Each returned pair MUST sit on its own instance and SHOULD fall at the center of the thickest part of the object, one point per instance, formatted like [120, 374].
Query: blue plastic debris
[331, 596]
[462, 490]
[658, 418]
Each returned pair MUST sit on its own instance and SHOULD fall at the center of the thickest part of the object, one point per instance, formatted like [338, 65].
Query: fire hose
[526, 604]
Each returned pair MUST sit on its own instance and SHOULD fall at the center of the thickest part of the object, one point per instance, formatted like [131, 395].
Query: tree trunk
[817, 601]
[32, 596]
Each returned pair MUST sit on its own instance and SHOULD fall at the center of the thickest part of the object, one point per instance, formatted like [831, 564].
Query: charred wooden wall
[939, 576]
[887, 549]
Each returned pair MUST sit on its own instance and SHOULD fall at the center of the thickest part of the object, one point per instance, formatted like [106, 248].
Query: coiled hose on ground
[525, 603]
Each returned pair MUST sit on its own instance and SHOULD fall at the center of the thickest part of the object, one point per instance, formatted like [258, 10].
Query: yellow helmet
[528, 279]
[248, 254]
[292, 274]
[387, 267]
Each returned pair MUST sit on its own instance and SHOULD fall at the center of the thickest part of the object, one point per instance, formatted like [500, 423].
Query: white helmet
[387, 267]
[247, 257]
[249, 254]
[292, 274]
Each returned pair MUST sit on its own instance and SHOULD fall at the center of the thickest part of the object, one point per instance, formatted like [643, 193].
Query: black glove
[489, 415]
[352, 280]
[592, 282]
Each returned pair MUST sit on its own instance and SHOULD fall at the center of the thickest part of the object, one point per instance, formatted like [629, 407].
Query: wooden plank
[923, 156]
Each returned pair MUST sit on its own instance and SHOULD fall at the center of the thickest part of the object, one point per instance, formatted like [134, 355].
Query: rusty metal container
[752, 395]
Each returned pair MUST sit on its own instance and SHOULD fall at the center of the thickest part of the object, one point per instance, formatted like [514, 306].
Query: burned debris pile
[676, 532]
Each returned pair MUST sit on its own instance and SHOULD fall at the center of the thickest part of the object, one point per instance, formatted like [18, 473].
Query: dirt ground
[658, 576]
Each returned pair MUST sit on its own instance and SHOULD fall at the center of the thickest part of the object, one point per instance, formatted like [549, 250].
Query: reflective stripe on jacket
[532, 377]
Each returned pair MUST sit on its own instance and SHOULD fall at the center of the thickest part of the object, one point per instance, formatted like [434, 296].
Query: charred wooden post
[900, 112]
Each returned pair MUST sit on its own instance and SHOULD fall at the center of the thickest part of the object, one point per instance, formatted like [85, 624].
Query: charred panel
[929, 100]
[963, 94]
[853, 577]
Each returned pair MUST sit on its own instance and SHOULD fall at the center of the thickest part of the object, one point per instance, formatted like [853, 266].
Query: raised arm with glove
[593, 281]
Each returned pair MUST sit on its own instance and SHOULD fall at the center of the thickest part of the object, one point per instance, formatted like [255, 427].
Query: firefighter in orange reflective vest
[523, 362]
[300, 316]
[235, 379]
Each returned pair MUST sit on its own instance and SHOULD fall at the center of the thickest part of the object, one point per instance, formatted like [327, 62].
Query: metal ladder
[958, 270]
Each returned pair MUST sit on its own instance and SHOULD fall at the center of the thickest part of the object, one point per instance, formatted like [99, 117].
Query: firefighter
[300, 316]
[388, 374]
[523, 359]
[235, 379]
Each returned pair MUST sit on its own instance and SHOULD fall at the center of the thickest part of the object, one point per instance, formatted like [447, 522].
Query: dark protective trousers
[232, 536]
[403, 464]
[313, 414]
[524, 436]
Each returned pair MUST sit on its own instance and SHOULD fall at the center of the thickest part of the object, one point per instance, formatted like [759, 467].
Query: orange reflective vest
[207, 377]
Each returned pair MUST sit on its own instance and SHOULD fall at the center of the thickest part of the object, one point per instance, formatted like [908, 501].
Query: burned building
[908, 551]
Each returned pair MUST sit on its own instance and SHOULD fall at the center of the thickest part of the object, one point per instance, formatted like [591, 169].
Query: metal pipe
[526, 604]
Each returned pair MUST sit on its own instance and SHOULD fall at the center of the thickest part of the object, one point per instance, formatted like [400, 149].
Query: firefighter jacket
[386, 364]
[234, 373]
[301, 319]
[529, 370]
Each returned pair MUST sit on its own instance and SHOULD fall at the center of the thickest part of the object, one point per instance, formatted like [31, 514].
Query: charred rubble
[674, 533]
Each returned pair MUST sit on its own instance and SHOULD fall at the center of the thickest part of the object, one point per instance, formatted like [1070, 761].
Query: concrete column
---
__Exercise__
Reproduce the records above exactly.

__Result below__
Each returned pair MUST sit on its own instance and SHOULD fall at the center of the thickest part of the object, one point per instance, formatted like [120, 374].
Query: blue plastic debris
[331, 596]
[462, 490]
[658, 418]
Each returned pair MUST sit on its own instance and SHOULD fall at the center of the thickest part of the object, one point per instance, formatted like [338, 65].
Query: fire hose
[526, 604]
Each returned pair MUST sit on its own instance and SHOULD fall at the center of the thickest part of the object, one point per instance, formatted like [131, 395].
Query: tree trunk
[817, 601]
[32, 596]
Each returned pair MUST sit on its own instance and SHOULD fall at the center of the thickest part of the object, one point per instance, formatted like [831, 564].
Query: charred wooden wall
[939, 576]
[887, 549]
Each returned pair MUST sit on its own instance and SHOULD fall at the center of the thickest part of the object, one point per instance, formatted like [106, 248].
Query: coiled hose on ground
[525, 603]
Each returned pair MUST sit on its own instance and SHOULD fall at the center of the thickest part of the object, one point per instance, formatted like [258, 10].
Query: yellow helmet
[528, 279]
[248, 254]
[292, 274]
[387, 267]
Each returned pair MUST sit on its own instance and SHOULD fall at the center of the thickest part of the object, one point per instance, formatted like [500, 423].
Query: white helmet
[387, 267]
[247, 257]
[249, 254]
[292, 274]
Each returned pair MUST sit on its own instance and SHOULD fall at the center of the thickest part of the object, one point per instance, formatted like [643, 193].
Query: black glove
[489, 415]
[352, 280]
[592, 282]
Each returned pair MUST sit on its own instance and SHOULD fall at the center of the thickest part of the object, one point per instance, formatted like [629, 407].
Query: wooden plank
[923, 156]
Each returned pair MUST sit on its own instance and SHOULD fall at the center of the thickest part of the object, one point per instance, formatted like [134, 355].
Query: rusty metal container
[752, 395]
Each returned pair MUST sit on its own instance and SHOULD fall at the center of the thickest part of the object, one point per instance, formatted like [514, 306].
Query: burned debris pile
[676, 532]
Each returned pair MUST sit on its own instance and SHOULD fall at the center of the thickest part of the object, one point per instance, formatted like [18, 473].
Query: dirt ground
[658, 576]
Each returned pair MUST sit on its own instance and SHOULD fall at the center of the thickest part of the object, one point per instance, formatted like [549, 250].
Query: reflective stripe on jacket
[532, 377]
Each returned pair MUST sit on its own instance and SHOULD fall at the center of the thickest part of the object, one point per instance, formatted like [434, 296].
Query: charred wooden post
[900, 112]
Each returned pair MUST sit on its own instance and SHOULD fall at the center of the thickest part of the object, one point per instance, formatted like [85, 624].
Query: charred panel
[929, 100]
[963, 94]
[853, 577]
Each returned pair MUST sit on its own instance and SHOULD fall at the center of the thickest part of the object, one point per instance, formatted like [853, 266].
Query: raised arm with glove
[593, 281]
Each returned pair MUST sit on its own instance and SHOULD fall at the center of the thickest part of the object, one point per instance, formatted like [255, 427].
Query: firefighter in orange reflective vest
[523, 362]
[300, 316]
[235, 379]
Each returned pair MUST sit on its own instance and SHOULD fall at the center of the thickest part of the object, one point per instance, formatted like [327, 62].
Query: metal ladder
[958, 270]
Each returned pair MUST sit on its own instance and SHOULD fall at the center of the thickest part of the object, one point per instance, formatted like [99, 117].
Query: firefighter
[300, 316]
[388, 374]
[523, 359]
[235, 379]
Each returned pair MUST sit on its own instance and SHOULD fall at the center of the thickest part of the object, one point per instance, formatted like [447, 522].
Query: dark protective trousers
[232, 536]
[403, 464]
[313, 414]
[524, 436]
Each returned pair MUST sit on its own instance and SHOULD fall at the center of the thickest part of the object, one point per instance, formatted like [759, 467].
Query: orange reflective vest
[207, 377]
Each returned pair MUST sit on its own instance and SHOULD fall at the center of the thickest part of the object, one point per instance, formatted like [908, 501].
Query: burned building
[908, 551]
Each returned pair MUST sit on its own instance and SHOULD fall at the center of the thickest part of the object, one point per instance, formatted like [591, 169].
Query: metal pipe
[526, 604]
Each returned pair MUST sit on its own instance and SHOULD fall at the center of the thickest part of the object, one point per instance, formatted like [400, 149].
Query: firefighter jacket
[386, 364]
[234, 373]
[301, 319]
[529, 370]
Each returned pair MUST sit on its own instance and SHOULD fall at the center of the thickest part of the object, one point per instance, formatted like [31, 514].
Query: charred rubble
[674, 533]
Each returned pair MUST sit on its own instance and SHOULD fall at the center of the thickest part of the object, one point per instance, formatted like [1070, 761].
Query: concrete column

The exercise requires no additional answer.